Given records below:

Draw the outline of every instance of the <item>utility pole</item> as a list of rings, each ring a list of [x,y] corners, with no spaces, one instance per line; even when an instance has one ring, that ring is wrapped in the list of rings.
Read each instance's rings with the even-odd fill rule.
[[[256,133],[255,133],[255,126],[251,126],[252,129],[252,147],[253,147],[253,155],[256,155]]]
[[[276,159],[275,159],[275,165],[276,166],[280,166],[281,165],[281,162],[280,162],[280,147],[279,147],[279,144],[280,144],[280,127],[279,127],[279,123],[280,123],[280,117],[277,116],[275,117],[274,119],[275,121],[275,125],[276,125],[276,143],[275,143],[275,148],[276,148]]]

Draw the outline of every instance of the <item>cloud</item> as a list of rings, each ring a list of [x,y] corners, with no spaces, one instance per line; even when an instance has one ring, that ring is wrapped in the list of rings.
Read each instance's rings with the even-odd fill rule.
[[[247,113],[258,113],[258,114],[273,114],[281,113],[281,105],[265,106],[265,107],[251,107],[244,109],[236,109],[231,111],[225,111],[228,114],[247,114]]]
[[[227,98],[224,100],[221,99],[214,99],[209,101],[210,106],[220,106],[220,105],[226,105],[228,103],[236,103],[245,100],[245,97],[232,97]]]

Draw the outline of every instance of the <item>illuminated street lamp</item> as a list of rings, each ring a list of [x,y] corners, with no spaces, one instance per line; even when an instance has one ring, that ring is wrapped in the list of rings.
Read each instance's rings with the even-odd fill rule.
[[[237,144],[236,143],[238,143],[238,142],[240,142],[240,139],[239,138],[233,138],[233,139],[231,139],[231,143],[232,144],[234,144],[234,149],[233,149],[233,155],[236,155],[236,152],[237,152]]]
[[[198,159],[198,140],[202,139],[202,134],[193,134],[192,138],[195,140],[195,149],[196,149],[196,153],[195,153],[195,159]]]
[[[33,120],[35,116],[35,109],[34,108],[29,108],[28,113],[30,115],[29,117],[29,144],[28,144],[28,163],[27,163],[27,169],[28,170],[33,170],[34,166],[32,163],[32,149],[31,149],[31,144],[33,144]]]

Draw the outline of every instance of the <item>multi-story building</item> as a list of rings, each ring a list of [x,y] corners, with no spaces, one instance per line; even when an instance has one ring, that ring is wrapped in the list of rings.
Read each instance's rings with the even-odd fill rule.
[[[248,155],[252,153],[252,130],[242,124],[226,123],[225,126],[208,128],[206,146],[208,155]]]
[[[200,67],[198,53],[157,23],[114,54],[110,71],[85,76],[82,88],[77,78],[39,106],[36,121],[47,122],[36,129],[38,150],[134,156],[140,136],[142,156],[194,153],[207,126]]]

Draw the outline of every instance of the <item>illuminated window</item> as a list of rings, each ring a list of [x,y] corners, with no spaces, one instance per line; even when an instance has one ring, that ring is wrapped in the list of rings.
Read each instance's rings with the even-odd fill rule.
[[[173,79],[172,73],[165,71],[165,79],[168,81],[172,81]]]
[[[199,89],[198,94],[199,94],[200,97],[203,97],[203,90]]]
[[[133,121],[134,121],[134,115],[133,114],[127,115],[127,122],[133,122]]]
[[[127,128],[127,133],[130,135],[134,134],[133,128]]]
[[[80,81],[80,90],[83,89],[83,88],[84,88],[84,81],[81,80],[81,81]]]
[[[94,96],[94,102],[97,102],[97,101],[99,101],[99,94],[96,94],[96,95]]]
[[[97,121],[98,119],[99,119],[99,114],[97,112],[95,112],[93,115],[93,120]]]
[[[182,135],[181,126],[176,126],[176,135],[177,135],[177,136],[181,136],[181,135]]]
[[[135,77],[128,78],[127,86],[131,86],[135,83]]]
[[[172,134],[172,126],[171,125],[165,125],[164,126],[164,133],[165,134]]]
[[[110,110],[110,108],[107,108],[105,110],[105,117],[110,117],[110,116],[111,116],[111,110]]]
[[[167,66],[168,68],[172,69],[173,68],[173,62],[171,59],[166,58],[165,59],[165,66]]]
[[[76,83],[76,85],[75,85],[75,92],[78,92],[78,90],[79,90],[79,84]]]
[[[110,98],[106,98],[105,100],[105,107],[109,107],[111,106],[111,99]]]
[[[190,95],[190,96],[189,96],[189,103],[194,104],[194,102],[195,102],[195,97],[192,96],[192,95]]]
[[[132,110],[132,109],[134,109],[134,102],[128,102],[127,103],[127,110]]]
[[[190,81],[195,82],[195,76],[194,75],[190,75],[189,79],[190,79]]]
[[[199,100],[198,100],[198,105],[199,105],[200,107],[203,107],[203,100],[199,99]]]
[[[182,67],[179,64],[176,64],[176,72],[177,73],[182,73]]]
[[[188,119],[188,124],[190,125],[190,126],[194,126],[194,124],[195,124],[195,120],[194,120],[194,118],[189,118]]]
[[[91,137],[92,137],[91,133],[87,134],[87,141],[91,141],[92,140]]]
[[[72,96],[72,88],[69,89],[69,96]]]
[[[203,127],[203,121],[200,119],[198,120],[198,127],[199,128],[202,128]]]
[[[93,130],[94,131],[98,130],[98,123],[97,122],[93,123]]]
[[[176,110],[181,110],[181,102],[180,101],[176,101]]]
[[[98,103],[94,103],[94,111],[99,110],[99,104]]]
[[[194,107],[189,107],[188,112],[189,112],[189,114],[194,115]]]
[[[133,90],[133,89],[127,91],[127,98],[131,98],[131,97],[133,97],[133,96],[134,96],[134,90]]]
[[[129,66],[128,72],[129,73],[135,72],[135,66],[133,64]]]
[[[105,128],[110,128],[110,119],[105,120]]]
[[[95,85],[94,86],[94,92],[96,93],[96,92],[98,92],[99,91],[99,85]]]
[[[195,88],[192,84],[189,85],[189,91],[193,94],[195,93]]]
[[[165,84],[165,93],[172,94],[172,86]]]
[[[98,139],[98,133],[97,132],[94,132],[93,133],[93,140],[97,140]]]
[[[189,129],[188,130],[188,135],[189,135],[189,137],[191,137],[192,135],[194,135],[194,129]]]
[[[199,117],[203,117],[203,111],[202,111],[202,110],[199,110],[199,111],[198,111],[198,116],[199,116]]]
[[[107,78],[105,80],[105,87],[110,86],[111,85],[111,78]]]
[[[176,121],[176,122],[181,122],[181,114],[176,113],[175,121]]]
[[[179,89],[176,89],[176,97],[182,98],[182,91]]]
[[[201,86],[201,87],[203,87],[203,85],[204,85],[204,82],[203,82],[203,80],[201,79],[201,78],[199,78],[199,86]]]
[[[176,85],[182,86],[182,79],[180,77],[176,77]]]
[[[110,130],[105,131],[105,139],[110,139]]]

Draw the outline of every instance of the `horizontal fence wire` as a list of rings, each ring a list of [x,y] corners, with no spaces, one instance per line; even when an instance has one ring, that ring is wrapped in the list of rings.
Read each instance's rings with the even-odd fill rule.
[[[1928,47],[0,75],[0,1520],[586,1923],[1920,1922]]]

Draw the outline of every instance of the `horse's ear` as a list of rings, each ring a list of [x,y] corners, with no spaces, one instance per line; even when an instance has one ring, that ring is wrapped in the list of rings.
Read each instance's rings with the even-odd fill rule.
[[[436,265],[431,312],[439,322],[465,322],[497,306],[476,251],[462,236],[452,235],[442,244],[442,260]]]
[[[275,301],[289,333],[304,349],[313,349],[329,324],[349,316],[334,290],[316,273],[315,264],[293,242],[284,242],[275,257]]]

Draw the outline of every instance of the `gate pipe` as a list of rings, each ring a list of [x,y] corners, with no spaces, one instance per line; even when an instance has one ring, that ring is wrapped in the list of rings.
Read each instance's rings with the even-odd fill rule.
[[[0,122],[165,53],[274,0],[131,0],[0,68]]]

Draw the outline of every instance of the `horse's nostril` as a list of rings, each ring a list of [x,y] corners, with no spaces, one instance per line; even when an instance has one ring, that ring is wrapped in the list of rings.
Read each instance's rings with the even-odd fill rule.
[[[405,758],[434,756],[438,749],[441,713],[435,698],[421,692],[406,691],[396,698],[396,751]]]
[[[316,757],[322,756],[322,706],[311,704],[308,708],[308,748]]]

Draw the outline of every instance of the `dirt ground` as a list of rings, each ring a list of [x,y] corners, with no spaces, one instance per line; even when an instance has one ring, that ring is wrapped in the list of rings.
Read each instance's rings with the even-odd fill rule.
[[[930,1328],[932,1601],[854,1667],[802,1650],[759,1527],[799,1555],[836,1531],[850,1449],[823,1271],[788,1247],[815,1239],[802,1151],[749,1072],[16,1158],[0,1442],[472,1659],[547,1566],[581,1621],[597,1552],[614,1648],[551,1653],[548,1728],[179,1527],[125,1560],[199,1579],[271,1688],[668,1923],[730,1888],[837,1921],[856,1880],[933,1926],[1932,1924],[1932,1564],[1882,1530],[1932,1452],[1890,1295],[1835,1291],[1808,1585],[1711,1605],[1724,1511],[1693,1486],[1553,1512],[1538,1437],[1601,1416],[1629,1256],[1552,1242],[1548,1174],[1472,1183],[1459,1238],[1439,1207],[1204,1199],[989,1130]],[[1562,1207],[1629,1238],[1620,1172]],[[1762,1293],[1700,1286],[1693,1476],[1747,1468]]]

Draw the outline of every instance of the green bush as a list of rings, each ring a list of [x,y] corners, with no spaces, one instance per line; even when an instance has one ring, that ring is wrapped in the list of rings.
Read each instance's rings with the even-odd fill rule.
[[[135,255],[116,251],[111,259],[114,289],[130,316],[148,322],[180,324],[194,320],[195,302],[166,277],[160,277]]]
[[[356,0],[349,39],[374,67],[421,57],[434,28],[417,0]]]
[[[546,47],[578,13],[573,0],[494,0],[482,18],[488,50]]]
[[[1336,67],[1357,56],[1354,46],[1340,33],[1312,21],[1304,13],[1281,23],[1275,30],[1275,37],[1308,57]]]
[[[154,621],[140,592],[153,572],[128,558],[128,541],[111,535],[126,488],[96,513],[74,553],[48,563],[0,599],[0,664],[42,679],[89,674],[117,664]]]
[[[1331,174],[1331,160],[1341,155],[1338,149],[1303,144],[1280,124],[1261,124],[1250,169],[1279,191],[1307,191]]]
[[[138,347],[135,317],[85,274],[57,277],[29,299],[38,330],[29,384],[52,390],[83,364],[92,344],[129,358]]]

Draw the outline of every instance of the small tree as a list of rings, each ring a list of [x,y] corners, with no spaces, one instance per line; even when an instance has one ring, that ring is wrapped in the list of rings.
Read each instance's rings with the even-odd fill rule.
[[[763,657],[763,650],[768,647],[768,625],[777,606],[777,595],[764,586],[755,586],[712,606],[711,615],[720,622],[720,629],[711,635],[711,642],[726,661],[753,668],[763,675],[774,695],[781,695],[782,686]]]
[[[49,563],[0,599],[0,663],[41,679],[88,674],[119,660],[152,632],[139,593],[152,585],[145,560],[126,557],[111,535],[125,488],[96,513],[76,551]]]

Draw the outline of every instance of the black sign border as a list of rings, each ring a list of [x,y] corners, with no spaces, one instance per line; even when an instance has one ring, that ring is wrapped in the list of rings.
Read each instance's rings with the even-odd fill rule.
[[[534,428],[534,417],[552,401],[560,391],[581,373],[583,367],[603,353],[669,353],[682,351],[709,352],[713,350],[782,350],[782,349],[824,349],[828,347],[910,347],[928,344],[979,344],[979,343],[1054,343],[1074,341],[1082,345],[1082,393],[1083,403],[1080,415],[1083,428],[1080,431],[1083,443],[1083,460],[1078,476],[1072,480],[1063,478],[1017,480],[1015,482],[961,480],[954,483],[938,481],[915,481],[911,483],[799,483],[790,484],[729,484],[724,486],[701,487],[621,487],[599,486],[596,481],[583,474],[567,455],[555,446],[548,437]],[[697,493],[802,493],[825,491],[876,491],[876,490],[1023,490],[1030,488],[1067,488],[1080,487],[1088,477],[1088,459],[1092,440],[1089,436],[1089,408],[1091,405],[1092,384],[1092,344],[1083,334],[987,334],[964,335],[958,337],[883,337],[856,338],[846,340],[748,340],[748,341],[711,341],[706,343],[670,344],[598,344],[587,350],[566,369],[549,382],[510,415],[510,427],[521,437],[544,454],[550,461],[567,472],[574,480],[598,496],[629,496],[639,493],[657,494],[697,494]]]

End of Given records.

▶ **Exercise description**:
Every line above that includes the word "illuminated" should be listed.

▶ **Result of this task**:
Draw the outline of every instance of the <item>illuminated street lamp</item> as a list of rings, each ring a list of [x,y] corners, with no spaces, one instance per line; even when an instance has one ring, that ring is wrapped in the list of rings.
Draw the outline of every instance of the <item>illuminated window</item> as a list of rings, each ring a list of [x,y] corners, with no spaces, one instance per line; even when an instance has one ring, that ring is wrapped in the list of rings.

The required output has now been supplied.